[Coordinate annotation entries]:
-- start --

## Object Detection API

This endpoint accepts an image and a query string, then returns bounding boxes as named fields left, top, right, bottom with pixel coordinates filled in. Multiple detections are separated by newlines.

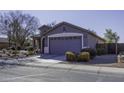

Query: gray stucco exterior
left=37, top=22, right=105, bottom=54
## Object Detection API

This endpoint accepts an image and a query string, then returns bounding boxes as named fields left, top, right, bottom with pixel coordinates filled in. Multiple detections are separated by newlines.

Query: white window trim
left=45, top=32, right=83, bottom=53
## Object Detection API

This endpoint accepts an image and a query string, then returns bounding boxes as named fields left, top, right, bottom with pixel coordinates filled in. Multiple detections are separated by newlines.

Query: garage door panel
left=49, top=37, right=81, bottom=54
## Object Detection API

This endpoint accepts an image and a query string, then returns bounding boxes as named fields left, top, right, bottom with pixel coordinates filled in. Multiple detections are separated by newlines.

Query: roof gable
left=43, top=22, right=105, bottom=41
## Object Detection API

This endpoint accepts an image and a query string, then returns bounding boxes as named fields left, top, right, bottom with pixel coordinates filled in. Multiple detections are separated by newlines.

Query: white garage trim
left=45, top=32, right=83, bottom=53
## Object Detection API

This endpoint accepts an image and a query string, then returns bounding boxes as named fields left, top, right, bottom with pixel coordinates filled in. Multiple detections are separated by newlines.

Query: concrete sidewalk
left=0, top=60, right=124, bottom=75
left=24, top=63, right=124, bottom=75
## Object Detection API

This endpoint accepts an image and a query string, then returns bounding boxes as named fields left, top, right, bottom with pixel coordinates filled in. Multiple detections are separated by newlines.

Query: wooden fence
left=96, top=43, right=124, bottom=54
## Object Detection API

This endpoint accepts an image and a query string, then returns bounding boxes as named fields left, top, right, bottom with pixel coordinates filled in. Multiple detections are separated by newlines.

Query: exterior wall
left=88, top=34, right=104, bottom=49
left=41, top=24, right=104, bottom=52
left=45, top=25, right=88, bottom=47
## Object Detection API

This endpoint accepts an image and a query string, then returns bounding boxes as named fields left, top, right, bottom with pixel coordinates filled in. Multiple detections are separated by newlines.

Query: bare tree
left=0, top=11, right=39, bottom=47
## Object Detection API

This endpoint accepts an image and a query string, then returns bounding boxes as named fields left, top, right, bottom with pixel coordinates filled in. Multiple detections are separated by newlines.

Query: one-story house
left=0, top=37, right=9, bottom=49
left=33, top=22, right=105, bottom=54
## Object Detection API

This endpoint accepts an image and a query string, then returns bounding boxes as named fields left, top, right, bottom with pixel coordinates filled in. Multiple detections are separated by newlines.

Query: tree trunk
left=115, top=42, right=118, bottom=55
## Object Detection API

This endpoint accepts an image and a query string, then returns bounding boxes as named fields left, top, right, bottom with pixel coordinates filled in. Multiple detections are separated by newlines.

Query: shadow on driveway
left=38, top=55, right=117, bottom=65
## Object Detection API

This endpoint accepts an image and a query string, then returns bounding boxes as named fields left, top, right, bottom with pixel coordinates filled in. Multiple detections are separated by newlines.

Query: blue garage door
left=49, top=36, right=81, bottom=54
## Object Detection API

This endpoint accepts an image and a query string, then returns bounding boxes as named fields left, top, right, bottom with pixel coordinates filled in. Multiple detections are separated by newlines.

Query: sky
left=0, top=10, right=124, bottom=42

-- end --

Identify every line in the records above that contains the word "white", and copy each of those lines. Case counts.

[Exercise answer]:
Query: white window trim
Query: white garage trim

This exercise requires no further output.